[[ Provided material open ]]
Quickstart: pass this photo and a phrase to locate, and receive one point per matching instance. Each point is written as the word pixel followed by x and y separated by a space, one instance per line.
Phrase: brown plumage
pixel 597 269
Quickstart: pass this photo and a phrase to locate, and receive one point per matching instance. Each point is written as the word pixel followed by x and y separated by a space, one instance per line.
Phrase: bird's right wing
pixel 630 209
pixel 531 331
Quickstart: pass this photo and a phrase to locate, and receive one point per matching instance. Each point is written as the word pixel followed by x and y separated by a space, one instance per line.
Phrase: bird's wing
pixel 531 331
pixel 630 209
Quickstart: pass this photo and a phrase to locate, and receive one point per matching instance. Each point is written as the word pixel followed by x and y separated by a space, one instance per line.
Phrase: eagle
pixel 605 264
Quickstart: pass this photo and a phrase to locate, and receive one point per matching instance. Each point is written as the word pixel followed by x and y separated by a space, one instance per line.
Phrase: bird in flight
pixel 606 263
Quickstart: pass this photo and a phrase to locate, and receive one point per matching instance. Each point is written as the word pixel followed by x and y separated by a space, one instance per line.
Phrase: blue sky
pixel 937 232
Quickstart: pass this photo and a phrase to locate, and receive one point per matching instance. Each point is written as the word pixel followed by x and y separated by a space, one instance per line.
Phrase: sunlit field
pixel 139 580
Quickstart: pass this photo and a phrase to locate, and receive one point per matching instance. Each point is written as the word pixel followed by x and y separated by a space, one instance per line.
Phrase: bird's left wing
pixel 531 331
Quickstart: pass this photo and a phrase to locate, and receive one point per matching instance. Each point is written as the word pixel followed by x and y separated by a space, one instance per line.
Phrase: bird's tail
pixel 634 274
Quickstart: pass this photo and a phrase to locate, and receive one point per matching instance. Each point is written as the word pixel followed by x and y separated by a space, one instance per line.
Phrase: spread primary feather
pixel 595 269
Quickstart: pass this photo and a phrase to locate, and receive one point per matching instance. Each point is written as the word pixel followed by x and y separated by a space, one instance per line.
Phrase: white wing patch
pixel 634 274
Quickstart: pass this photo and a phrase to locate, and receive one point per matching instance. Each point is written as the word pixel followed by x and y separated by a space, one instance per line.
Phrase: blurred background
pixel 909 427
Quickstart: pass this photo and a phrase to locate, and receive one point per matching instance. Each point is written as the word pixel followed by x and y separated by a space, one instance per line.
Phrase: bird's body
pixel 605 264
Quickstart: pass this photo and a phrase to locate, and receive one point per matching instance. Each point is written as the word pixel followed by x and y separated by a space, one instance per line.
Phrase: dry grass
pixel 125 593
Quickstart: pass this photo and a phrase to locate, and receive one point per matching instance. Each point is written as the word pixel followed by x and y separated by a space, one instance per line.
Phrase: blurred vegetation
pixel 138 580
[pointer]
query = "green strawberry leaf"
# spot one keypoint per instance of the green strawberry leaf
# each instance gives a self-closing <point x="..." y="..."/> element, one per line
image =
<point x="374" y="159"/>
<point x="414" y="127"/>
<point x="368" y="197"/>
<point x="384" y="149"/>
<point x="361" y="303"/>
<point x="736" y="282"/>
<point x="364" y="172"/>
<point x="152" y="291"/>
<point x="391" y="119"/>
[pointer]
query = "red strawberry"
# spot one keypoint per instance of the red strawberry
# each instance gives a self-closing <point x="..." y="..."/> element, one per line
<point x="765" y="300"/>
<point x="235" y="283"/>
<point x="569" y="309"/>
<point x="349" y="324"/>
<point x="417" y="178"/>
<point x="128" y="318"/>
[[ Provided material closed ]]
Directions: Only the number is wanted: how many lines in the data include the word "spot"?

Exercise solution: 2